Sec. 7 creates the D-National Council. Consisting of the DG-D, who will chair, the Director of the Department in charge of D-CBO, the Director of the Department in charge of livelihood, the secretary to the Treasury or his representative, the secretary to the Ministry of Divi Neguma and five other persons nominated by the minister. Sec.8 (1) empowers the minister to create administrative zones, consisting of two or more existing administrative districts.
Sec.8 (2) the cabinet of ministers to appoint a head for such administrative zones, who will have the similar status to the head of a government department. This structure is similar to the one adopted by the Sri Lanka National Federation of Youth Clubs, with the addition that the youth clubs are federated at the provincial level too. It is not a modern nuclear ‘flat’ organisation, decision making and implementation will be slow and convoluted. The youth clubs have a built in dynamism due to the ‘fire’ of the youth, but D-D-CBO will consist of more mature participants.
The second institutional entity, created by Act No. 1 of 2013 is the D-Com. Bk. Part VI, by Sec. 25 provides that a D-Com.Bk for one or more D-CBOs to promote micro finance (MF) among D-beneficiaries. The minister will determine registration procedure and all other matters. The D-Com. Bk. is body corporate, a legal person with perpetual succession. Sec. 26, 27 and 28 provide for objects, powers and functions of D-Com.Bk. The whole gamut of financial, services is provided for, including accepting deposits from beneficiaries and members, also disbursing government subsidies.

## LISTED RECORDS:
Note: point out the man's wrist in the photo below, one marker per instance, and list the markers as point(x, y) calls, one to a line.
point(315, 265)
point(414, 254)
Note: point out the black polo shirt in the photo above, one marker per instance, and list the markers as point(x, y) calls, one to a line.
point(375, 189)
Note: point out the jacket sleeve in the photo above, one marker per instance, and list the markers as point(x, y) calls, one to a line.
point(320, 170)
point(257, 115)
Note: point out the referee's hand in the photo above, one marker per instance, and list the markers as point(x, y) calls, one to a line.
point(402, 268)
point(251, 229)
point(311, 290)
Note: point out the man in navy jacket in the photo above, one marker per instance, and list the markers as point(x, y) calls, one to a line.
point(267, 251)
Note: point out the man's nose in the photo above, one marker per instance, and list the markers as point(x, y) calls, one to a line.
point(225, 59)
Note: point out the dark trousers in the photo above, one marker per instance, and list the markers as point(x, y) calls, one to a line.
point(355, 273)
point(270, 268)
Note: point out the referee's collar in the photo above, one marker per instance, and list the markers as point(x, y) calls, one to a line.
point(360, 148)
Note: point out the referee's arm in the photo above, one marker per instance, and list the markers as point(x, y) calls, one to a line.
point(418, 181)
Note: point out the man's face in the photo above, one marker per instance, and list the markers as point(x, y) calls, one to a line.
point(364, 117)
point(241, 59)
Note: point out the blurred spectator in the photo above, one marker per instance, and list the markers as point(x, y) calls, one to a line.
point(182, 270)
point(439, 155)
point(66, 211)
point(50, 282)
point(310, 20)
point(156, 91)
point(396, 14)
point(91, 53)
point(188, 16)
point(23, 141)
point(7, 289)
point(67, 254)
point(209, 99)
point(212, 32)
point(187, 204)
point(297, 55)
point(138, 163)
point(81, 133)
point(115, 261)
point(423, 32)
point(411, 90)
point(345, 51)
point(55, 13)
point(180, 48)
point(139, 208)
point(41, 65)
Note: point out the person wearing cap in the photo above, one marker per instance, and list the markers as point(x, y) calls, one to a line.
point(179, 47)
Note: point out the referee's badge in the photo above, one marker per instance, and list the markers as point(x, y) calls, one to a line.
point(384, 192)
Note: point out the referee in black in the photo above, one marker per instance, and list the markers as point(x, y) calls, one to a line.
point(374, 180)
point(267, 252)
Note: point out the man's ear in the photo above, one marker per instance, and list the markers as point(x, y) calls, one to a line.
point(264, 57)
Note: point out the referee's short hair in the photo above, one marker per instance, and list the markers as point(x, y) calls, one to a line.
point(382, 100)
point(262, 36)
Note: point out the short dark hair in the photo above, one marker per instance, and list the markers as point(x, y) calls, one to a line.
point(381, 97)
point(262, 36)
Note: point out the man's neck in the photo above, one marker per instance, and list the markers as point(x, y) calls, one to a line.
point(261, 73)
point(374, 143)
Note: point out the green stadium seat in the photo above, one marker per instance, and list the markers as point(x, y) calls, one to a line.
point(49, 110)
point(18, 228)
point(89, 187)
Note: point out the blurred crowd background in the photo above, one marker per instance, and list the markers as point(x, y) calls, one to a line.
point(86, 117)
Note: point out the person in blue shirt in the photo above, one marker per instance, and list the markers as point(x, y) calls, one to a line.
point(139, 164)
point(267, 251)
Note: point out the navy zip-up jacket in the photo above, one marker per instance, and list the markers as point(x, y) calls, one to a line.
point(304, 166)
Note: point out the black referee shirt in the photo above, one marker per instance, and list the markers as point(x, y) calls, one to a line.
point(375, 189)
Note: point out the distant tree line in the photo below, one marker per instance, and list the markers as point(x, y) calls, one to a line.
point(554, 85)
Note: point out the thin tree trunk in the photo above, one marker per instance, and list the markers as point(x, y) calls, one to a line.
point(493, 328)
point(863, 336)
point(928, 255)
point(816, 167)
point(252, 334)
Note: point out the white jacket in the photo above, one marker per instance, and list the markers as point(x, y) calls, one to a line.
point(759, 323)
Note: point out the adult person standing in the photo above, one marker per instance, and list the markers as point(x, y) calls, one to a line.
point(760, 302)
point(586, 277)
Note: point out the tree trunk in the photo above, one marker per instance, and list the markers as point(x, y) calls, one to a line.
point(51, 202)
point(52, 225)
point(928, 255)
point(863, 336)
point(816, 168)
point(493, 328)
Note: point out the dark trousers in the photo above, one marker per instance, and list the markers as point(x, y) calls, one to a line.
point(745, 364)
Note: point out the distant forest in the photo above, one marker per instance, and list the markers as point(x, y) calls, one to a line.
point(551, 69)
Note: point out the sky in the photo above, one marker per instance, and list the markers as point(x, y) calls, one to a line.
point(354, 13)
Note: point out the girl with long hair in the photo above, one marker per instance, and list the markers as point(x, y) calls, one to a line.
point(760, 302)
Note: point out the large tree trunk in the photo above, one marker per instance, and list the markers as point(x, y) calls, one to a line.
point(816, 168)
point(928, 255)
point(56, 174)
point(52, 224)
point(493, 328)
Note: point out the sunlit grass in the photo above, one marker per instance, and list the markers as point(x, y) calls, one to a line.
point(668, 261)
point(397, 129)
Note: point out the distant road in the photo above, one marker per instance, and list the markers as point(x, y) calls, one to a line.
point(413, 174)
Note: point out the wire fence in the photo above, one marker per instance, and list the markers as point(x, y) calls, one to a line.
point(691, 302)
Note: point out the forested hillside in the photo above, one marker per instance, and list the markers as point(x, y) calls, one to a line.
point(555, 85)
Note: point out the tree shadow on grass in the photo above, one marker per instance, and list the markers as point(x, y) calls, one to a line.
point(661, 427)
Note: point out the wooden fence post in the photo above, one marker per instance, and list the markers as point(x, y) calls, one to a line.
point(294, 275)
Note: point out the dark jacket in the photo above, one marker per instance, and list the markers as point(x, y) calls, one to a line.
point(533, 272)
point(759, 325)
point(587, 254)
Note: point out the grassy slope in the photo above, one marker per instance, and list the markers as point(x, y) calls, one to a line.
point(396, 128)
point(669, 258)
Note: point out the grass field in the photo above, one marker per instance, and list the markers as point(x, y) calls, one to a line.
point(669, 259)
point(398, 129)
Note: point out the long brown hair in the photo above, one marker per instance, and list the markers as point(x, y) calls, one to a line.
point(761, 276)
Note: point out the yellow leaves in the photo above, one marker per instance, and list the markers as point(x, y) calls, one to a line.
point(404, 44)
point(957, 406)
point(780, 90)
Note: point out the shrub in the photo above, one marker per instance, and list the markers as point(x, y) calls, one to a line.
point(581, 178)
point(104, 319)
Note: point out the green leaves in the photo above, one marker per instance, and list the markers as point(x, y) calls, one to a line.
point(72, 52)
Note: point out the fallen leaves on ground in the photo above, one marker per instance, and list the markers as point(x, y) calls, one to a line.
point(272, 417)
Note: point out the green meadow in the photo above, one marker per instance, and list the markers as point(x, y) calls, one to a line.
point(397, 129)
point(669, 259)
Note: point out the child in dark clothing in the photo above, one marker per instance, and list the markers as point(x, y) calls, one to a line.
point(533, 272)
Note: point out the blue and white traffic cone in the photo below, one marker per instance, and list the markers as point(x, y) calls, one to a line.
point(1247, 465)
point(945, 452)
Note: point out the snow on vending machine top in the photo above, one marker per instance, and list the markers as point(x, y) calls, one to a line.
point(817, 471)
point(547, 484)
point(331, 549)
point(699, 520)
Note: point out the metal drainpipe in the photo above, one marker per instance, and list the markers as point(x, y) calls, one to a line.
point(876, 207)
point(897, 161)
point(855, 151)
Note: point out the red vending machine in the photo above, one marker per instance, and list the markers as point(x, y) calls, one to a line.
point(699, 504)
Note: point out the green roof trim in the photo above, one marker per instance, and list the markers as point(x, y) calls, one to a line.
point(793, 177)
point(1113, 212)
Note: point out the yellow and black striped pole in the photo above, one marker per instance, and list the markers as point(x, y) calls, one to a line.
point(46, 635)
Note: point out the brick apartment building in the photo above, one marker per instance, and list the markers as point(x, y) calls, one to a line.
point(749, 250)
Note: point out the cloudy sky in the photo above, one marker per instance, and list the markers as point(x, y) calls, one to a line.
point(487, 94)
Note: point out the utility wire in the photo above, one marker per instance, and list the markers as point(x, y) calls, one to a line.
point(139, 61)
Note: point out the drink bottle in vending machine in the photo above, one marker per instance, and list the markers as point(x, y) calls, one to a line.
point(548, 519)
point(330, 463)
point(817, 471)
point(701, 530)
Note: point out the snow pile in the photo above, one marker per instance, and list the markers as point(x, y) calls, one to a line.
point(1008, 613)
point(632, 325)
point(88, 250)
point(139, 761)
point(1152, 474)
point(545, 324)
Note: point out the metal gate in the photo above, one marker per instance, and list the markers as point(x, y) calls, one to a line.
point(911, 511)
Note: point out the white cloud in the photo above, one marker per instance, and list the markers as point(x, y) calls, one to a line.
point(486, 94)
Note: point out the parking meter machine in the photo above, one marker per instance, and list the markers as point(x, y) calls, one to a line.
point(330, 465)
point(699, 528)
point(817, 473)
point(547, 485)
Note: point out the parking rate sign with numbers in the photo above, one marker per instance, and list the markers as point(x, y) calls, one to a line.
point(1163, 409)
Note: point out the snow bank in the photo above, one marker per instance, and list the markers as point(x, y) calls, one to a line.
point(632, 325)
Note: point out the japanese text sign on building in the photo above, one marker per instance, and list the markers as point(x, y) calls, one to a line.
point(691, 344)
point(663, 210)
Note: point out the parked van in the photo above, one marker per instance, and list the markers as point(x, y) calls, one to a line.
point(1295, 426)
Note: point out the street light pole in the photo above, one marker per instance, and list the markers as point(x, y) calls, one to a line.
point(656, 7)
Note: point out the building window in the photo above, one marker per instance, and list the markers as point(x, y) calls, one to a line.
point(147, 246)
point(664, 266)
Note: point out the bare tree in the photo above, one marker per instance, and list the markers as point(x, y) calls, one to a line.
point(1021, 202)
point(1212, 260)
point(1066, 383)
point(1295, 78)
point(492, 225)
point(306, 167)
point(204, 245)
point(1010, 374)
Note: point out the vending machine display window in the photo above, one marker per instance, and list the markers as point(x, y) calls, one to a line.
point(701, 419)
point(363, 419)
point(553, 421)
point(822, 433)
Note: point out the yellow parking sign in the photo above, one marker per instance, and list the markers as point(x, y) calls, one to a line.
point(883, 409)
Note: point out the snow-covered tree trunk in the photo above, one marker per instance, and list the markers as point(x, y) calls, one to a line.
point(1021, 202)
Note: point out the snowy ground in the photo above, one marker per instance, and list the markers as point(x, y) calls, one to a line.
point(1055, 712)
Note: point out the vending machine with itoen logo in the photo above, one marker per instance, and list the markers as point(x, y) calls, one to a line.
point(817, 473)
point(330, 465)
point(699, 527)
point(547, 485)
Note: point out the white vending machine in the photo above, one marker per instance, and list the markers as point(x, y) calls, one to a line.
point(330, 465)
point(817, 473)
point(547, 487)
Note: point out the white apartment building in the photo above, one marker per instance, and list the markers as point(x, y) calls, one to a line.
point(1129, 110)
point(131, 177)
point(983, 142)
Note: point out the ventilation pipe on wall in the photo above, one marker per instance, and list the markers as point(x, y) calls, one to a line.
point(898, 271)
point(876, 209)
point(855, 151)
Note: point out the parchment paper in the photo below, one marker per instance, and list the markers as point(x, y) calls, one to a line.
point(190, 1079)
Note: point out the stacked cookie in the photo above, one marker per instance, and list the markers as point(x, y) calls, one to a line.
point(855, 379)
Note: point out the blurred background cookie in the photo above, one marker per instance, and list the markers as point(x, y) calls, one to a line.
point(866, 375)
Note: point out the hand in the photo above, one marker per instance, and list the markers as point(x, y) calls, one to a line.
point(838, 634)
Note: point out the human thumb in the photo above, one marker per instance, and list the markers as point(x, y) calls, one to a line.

## GIVEN EXERCISE:
Please update the text extract from "The second institutional" up to and including "disbursing government subsidies." by replacing "micro finance" with "microfinance", and give that part again.

## WORKED ANSWER:
The second institutional entity, created by Act No. 1 of 2013 is the D-Com. Bk. Part VI, by Sec. 25 provides that a D-Com.Bk for one or more D-CBOs to promote microfinance (MF) among D-beneficiaries. The minister will determine registration procedure and all other matters. The D-Com. Bk. is body corporate, a legal person with perpetual succession. Sec. 26, 27 and 28 provide for objects, powers and functions of D-Com.Bk. The whole gamut of financial, services is provided for, including accepting deposits from beneficiaries and members, also disbursing government subsidies.